▶ _Exercise_
Would you please set down the entries below exactly as shown?

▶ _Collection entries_
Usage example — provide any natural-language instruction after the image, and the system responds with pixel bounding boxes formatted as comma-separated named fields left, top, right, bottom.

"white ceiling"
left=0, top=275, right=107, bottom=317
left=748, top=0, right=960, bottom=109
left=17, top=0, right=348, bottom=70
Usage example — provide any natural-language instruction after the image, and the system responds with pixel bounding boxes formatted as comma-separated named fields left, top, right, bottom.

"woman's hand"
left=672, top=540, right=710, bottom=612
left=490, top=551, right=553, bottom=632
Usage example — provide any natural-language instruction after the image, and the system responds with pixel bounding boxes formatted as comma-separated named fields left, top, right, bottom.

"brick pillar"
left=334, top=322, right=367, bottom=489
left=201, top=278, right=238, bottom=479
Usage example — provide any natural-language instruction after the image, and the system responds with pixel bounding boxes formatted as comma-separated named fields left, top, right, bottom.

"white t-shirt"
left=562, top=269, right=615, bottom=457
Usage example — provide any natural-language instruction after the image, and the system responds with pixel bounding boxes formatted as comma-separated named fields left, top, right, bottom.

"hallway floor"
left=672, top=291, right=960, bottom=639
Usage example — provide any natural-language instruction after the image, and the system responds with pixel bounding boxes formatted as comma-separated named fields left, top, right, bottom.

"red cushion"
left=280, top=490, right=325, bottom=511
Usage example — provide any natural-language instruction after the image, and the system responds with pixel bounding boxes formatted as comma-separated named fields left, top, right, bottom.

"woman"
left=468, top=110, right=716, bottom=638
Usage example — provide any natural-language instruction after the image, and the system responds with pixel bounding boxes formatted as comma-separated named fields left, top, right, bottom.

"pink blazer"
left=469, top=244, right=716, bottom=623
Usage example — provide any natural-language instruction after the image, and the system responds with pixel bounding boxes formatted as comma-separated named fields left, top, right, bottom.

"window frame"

▶ _Answer below_
Usage example — provide any natural-language instruction after the image, and the system responds with pixel bounding boxes formatted as comma-separated named fields left, top, right, bottom.

"white ceiling"
left=0, top=275, right=107, bottom=317
left=748, top=0, right=960, bottom=109
left=17, top=0, right=348, bottom=70
Usage example — provide any natural-language instruction after the image, and the system responds with pixel bounding boxes formatted as comma-separated named fields left, top, right, bottom.

"woman's hand"
left=672, top=540, right=710, bottom=612
left=490, top=551, right=553, bottom=632
Usage example — provide any natural-language instruction after the image, and the system responds with pixel bounding boxes formatted as comma-separated named fields left, top, right, bottom.

"brick pillar"
left=334, top=322, right=367, bottom=489
left=201, top=278, right=238, bottom=479
Usage example — provide any natural-language instruction after the image, and the system responds with pixel bounding boxes formatted as comma-separated named fields left, top, right, bottom.

"white t-shirt"
left=562, top=269, right=615, bottom=457
Usage example — provide any natural-language instruction after the image, and the system responds with pixel bounding boxes formatted as comma-separated named fields left, top, right, bottom.

"hallway floor"
left=672, top=291, right=960, bottom=639
Usage example — provide any natural-language instruction after the image, and the system responds with pixel bounding boxes formatted as comma-separated named fields left, top, right, bottom.

"red cushion"
left=280, top=490, right=325, bottom=511
Usage example — provide any natural-language instruction after the image, and the system responds with pixel bounding boxes formatted as comma-separated named fields left, top, right, bottom.

"woman"
left=468, top=110, right=716, bottom=638
Usage example — provide any natural-language instruction after the image, and the system responds with pixel bounding boxes formatted as comma-separated named fields left, top, right, bottom.

"pink blazer"
left=469, top=244, right=716, bottom=623
Usage example — provide any natural-language instruction after the image, and the system responds with pixel bounding boxes formatted as comma-separated named fields left, top, right, bottom.

"window frame"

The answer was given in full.